■ Objetivo 1 ■
¿Puedes convertir en una lista breve el párrafo del hilo sobre el LM317 que empieza con "tengo una fuente de alimentacion regulable", conservando sus datos principales?
■ Objetivo 2 ■
¿Podrías retomar el hilo sobre el LM317 a partir de donde termina?

■ Artículo ■
+ + + + + + +

# Activar/desactivar salida LM317



## SacamantecaS (Jun 1, 2010)

hola

tengo una fuente de alimentacion regulable la cual quiero poder activar o desactivar la salida segun se lo mande por un pic. Habia pensado utilizar un mosfet para este tema,pero como nunca he diseñado con mosfet no tengo mucha idea si estoy en lo correcto y si seria muy viable. No se si ponerlo antes de la entrada del 317 o en la salida y pasaria 1.5A y entre 10DC a 55VDC.

Tambien he pensado que al poner un mosfet para este menester, no se podria suprimir el LM317 y utilizar el mosfet (con elementos auxiliares) como regulador de tension? y asi quito un elemento del circuito.gracias.

saludos


----------



## Fogonazo (Jun 1, 2010)

+ + + + + + +

■ Datos extraídos ■
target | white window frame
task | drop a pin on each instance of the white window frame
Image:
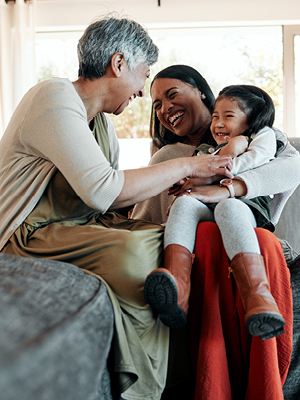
(289, 121)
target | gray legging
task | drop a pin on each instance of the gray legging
(233, 217)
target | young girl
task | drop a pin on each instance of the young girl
(241, 126)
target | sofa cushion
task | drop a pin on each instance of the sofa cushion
(289, 222)
(56, 330)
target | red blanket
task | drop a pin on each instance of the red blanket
(229, 363)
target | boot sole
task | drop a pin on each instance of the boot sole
(265, 325)
(161, 294)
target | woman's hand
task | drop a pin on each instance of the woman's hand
(207, 165)
(211, 193)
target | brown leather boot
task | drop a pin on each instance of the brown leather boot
(262, 315)
(167, 289)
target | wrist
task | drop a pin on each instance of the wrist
(240, 188)
(228, 184)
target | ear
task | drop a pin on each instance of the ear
(117, 64)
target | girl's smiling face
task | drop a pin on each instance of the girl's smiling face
(227, 120)
(179, 107)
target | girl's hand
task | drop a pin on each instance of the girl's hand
(235, 146)
(207, 165)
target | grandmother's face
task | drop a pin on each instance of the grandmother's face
(179, 107)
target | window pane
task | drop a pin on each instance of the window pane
(224, 56)
(297, 83)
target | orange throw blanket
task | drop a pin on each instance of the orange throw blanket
(229, 363)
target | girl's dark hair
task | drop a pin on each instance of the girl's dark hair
(161, 135)
(255, 103)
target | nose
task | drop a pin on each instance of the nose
(141, 93)
(220, 123)
(166, 106)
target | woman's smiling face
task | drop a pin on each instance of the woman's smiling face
(179, 107)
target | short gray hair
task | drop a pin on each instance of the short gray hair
(103, 38)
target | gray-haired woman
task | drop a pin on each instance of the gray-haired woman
(59, 181)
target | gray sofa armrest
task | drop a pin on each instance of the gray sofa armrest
(56, 327)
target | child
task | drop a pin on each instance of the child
(242, 113)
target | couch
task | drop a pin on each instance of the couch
(56, 326)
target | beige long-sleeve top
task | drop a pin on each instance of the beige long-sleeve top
(49, 131)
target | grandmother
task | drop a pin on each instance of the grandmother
(59, 182)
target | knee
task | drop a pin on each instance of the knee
(183, 202)
(227, 207)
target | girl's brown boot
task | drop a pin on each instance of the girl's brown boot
(167, 289)
(262, 317)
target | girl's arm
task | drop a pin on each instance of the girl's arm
(278, 176)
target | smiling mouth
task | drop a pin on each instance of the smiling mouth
(221, 134)
(174, 119)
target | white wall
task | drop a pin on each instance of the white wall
(57, 13)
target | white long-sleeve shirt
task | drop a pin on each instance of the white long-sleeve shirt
(49, 131)
(280, 177)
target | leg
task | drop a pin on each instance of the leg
(226, 358)
(122, 251)
(167, 289)
(236, 223)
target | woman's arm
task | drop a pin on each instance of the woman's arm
(143, 183)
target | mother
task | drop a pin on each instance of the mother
(228, 363)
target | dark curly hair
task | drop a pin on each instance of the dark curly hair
(161, 136)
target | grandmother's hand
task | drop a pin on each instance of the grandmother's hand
(208, 165)
(207, 194)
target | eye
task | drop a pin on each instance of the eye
(172, 95)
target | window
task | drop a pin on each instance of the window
(224, 56)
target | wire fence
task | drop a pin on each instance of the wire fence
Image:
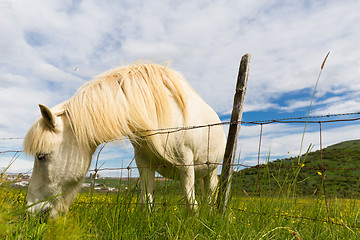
(321, 169)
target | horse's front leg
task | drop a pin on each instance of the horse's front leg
(147, 180)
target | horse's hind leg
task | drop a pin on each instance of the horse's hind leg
(147, 180)
(188, 179)
(210, 186)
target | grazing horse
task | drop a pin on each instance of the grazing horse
(131, 102)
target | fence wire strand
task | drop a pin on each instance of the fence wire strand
(321, 119)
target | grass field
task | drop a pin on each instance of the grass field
(100, 215)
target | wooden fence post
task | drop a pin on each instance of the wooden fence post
(233, 135)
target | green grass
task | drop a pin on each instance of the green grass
(119, 216)
(341, 160)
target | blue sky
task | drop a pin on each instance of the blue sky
(44, 41)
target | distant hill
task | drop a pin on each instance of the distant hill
(305, 178)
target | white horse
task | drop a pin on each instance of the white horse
(124, 102)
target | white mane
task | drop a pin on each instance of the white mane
(119, 103)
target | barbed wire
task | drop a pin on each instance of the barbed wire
(308, 119)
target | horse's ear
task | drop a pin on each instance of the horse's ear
(48, 116)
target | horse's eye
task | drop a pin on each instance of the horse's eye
(42, 156)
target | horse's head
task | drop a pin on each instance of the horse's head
(60, 163)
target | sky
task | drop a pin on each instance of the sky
(50, 48)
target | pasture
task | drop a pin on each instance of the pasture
(105, 215)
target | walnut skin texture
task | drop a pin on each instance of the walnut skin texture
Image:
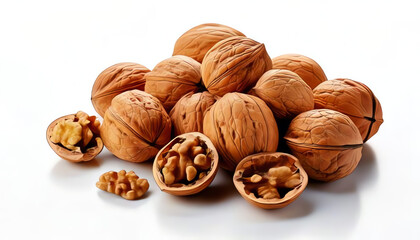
(135, 126)
(239, 125)
(186, 165)
(234, 65)
(197, 41)
(355, 100)
(173, 78)
(285, 93)
(114, 80)
(127, 185)
(305, 67)
(326, 142)
(75, 137)
(270, 180)
(188, 113)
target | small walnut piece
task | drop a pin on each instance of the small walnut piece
(127, 185)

+ + + + + + +

■ Respuesta 1 ■
- Tiene una fuente de alimentación regulable y quiere activar o desactivar su salida según lo ordene un PIC.
- Había pensado usar un MOSFET, pero nunca ha diseñado con ellos y no sabe si es lo correcto ni si sería viable.
- Duda entre colocarlo antes de la entrada del 317 o en la salida.
- Pasarían 1.5 A, con tensiones de entre 10 y 55 VDC.

■ Respuesta 2 ■
En el datasheet te dice como controlar la salida del regulador *LM317* con una señal de nivel TTL


----------



## Psyco83 (Oct 3, 2010)

Fogonazo pero ese circuito que está en el datasheet no pone en cero la salida del LM317, queda el voltaje de referencia, o sea 1.25Vdc, yo lo probé y así sucede.
Ahora ayúdame con algo por favor, estoy interesado en hacer lo mismo pero en otro uso y es necesario que ese voltaje sea cero.
Que me recomiendas que use: un relé, un BJT o un MosFet, o alguna otra sugerencia tuya.
En que lugar colocaría el dispositivo que me va a activar/desactivar la salida? Antes o después del regulador?
El voltaje de entrada es 24Vdc, el de salida variará entre 0 a 12Vdc y la corriente como máximo llegará a los 4Amp, la carga que alimentará es una bobina de electroválvula (carga inductiva), estoy usando tres LM317 en paralelo aunque estoy viendo algún transistor de potencia para colocar como driver de corriente a partir de 1A para dejar más fresco al regulador.

Saludos.


----------



## pepechip (Oct 4, 2010)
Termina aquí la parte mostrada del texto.